Dataset extracts labeled with boxes ▸

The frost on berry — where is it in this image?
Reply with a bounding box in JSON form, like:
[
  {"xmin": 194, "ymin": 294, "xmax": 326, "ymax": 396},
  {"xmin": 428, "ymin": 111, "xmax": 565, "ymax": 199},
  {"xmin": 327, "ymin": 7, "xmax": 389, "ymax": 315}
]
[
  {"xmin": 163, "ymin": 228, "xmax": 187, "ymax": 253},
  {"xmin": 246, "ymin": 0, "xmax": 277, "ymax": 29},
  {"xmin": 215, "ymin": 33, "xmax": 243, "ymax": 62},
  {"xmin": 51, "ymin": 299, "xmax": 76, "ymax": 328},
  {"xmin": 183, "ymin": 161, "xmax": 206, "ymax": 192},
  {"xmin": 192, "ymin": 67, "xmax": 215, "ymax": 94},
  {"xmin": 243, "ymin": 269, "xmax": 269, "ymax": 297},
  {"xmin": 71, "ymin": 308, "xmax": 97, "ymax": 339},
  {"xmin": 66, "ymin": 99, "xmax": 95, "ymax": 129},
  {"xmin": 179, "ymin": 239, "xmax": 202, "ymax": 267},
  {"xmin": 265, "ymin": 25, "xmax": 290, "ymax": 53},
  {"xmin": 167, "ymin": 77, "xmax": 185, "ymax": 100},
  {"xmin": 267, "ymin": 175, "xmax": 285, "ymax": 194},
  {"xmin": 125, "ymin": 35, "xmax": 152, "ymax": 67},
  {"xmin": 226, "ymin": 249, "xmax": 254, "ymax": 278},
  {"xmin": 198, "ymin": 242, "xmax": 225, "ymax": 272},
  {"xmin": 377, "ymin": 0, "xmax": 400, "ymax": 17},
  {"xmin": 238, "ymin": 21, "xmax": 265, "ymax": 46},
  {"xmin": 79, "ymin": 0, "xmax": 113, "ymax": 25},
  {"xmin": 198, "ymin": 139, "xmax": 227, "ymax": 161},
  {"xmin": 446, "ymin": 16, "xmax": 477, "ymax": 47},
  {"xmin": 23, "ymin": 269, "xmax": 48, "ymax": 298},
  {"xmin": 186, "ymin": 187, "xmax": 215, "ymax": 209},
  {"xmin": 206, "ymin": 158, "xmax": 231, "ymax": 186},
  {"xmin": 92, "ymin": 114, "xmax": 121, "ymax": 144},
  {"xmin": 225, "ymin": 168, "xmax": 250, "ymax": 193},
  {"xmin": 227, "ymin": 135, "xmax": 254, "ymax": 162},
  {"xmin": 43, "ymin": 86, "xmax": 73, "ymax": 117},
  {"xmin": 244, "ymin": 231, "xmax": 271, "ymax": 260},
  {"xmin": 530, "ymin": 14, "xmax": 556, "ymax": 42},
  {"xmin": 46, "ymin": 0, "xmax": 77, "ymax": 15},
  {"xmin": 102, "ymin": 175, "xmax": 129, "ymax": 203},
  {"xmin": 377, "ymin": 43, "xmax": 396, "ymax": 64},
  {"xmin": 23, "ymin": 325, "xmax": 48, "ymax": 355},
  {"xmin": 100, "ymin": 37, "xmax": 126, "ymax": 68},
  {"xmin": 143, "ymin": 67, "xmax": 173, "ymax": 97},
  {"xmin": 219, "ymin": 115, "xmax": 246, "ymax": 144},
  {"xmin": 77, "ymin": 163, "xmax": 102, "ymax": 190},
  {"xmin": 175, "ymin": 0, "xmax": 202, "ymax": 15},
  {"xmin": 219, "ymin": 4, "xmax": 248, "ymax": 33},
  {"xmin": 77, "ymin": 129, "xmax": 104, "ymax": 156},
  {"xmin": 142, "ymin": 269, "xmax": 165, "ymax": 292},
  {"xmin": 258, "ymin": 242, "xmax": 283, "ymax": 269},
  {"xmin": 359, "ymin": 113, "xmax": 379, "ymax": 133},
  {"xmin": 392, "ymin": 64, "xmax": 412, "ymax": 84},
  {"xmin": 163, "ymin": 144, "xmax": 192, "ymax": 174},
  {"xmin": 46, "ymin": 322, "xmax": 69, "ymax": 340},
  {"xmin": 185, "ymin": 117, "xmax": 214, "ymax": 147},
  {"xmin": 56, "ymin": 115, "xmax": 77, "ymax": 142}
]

TASK TO CARRY OUT ▸ Pick out every line in the entries above that contains the word "Reply", and copy each one.

COMPLETE ANSWER ▸
Reply with a bounding box in JSON form, like:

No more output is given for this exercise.